===== TEXT
The pro forma adjustments reflecting the consummation of the Business Combination and the related transaction are based on certain currently available information and certain assumptions and methodologies that DHAC management believes are reasonable under the circumstances. The unaudited condensed combined pro forma adjustments, which are described in the accompanying notes, may be revised as additional information becomes available and is evaluated. Therefore, it is likely that the actual adjustments will differ from the pro forma adjustments, and it is possible that the difference may be material. DHAC management believes that its assumptions and methodologies provide a reasonable basis for presenting all of the significant effects of the Business Combination and the related transactions based on information available to management at this time and that the pro forma adjustments give appropriate effect to those assumptions and are properly applied in the unaudited pro forma condensed combined financial information.

 

The unaudited pro forma condensed combined financial information does not give effect to any anticipated synergies, operating efficiencies, tax savings, or cost savings that may be associated with the Business Combination. The unaudited pro forma condensed combined financial information is not necessarily indicative of what the actual results of operations and financial position would have been had the Business Combination and related transactions taken place on the dates indicated, nor are they indicative of the future consolidated results of operations or financial position of the post-combination company. They should be read in conjunction with the historical financial statements and notes thereto of DHAC and VSee and iDoc.

 

Note 2.   Accounting Policies and Reclassifications

 

Upon consummation of the Business Combination, management will perform a comprehensive review of the three entities’ accounting policies. As a result of the review, management may identify differences between the accounting policies of the three entities which, when conformed, could have a material impact on the financial statements of the post-combination company. Based on its initial analysis, management did not identify any differences that would have a material impact on the unaudited pro forma condensed combined financial information. As a result, the unaudited pro forma condensed combined financial information does not assume any differences in accounting policies.

 

As part of the preparation of these unaudited pro forma condensed combined financial statements, certain reclassifications were made to align DHAC’s financial statement presentation with that of VSee and iDoc.

 

 

 

 

Note 3.   Adjustments to Unaudited Pro Forma Condensed Combined Financial Information

 

The unaudited pro forma condensed combined financial information has been prepared to illustrate the effect of the Business Combination and related transactions and has been prepared for informational purposes only.
==========
PROBLEMS TO WORK ON:
1 – Answer these questions from the text on pro forma financial information.
(a) What does the unaudited pro forma condensed combined financial information not give effect to?
(b) DHAC's financial statement presentation was aligned with that of which entities?
(c) According to Note 3, for what purposes only has the information been prepared?
2 – Write the next part of the text on pro forma financial information, starting after its final sentence.
===== SOURCE MATERIAL
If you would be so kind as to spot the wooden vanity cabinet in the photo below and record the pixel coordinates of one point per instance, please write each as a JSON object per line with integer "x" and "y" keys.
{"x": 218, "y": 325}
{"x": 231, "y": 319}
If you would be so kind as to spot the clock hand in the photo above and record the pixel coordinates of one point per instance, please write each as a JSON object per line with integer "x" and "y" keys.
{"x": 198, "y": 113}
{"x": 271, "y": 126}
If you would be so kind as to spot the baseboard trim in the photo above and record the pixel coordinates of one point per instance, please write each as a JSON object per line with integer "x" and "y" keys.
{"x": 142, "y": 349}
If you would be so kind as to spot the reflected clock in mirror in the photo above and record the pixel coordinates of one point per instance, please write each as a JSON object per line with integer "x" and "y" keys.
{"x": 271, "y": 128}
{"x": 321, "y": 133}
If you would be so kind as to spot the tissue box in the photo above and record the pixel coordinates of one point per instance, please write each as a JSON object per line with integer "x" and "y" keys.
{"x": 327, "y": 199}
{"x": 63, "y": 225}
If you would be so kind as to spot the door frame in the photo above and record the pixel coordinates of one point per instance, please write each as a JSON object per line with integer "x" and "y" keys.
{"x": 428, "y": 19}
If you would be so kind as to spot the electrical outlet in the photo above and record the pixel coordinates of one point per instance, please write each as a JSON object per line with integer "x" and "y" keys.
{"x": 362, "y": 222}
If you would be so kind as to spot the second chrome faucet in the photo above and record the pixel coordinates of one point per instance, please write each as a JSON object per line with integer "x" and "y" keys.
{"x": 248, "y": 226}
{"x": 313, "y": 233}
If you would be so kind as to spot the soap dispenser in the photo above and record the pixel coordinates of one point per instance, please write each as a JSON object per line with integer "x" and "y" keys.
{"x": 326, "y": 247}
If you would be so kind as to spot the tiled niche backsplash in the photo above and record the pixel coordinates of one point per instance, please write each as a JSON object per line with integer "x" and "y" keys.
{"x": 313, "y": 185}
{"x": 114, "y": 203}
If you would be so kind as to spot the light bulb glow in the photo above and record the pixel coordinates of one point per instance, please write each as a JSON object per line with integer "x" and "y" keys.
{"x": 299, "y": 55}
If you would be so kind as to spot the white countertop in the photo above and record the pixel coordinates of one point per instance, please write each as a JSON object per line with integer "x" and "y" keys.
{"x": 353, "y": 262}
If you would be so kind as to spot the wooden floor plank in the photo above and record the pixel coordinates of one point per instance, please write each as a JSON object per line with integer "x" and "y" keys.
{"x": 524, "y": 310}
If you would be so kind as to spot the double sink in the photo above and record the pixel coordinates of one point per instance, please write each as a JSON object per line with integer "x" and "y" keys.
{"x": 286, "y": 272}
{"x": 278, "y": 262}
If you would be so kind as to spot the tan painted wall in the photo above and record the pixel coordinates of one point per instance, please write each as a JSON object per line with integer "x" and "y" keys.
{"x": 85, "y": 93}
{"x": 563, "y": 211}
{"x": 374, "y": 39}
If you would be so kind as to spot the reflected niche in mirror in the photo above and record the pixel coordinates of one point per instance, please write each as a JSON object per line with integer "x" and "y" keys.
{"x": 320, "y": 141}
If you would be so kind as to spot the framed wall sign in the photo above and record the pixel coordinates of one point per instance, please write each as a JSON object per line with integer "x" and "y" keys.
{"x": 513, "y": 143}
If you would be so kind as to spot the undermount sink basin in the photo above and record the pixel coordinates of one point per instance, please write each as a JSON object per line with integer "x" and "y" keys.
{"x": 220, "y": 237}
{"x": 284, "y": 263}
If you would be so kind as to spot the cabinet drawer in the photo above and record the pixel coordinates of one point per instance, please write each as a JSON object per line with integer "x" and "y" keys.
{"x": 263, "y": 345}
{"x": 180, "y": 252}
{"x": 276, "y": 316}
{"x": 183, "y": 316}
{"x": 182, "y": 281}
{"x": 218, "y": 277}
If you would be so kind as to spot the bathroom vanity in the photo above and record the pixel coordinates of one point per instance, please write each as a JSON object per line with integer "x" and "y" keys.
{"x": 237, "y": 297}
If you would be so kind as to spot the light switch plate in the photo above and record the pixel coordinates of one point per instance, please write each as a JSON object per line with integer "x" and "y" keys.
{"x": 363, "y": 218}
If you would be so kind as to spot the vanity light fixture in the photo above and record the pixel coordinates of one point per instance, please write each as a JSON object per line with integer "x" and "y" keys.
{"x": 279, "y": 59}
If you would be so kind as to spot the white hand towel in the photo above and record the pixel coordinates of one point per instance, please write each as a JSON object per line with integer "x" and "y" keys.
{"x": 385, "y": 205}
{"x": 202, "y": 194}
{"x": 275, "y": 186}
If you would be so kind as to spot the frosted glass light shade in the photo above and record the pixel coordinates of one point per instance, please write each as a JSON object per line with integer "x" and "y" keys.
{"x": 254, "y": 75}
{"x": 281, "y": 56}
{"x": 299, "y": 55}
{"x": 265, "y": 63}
==========
EXERCISE ANSWERS:
1 –
(a) Any anticipated synergies, operating efficiencies, tax savings, or cost savings that may be associated with the Business Combination.
(b) VSee and iDoc.
(c) Informational purposes only.

2 –
The following unaudited pro forma condensed combined financial information has been prepared in accordance with Article 11 of Regulation S-X as amended by the final rule, Release No. 33-10786 “Amendments to Financial Disclosures about Acquired and Disposed Businesses.” Release No. 33-10786 replaces the existing pro forma adjustment criteria with simplified requirements to depict the accounting for the transaction (“Transaction Accounting Adjustments”) and present the reasonably estimable synergies and other transaction effects that have occurred or are reasonably expected to occur (“Management’s Adjustments”). DHAC has elected not to present Management’s Adjustments and will only be presenting Transaction Accounting Adjustments in the unaudited pro forma condensed combined financial information. DHAC and VSee and iDoc have not had any historical relationship prior to the Business Combination. Accordingly, no pro forma adjustments were required to eliminate activities between the companies.

 

The pro forma basic and diluted earnings per share amounts presented in the unaudited pro forma condensed combined statement of operations are based upon the number of VSee and iDoc’s ordinary shares outstanding, assuming the Business Combination and related transactions occurred on January 1, 2023.

 

Adjustments to Unaudited Pro Forma Condensed Combined Balance Sheet

 

The adjustments included in the unaudited pro forma condensed combined balance sheet as of March 31, 2024 are as follows:

 

A.Reflects the reclassification of $1.40 million held in the Trust Account to cash and cash equivalents that becomes available at closing of the Business Combination and the incremental interest earned in trust through June 24, 2024.

B.Reflect the reclassification of the common stock subject to redemption for cash amounting to $1.30 million is transferred to permanent equity.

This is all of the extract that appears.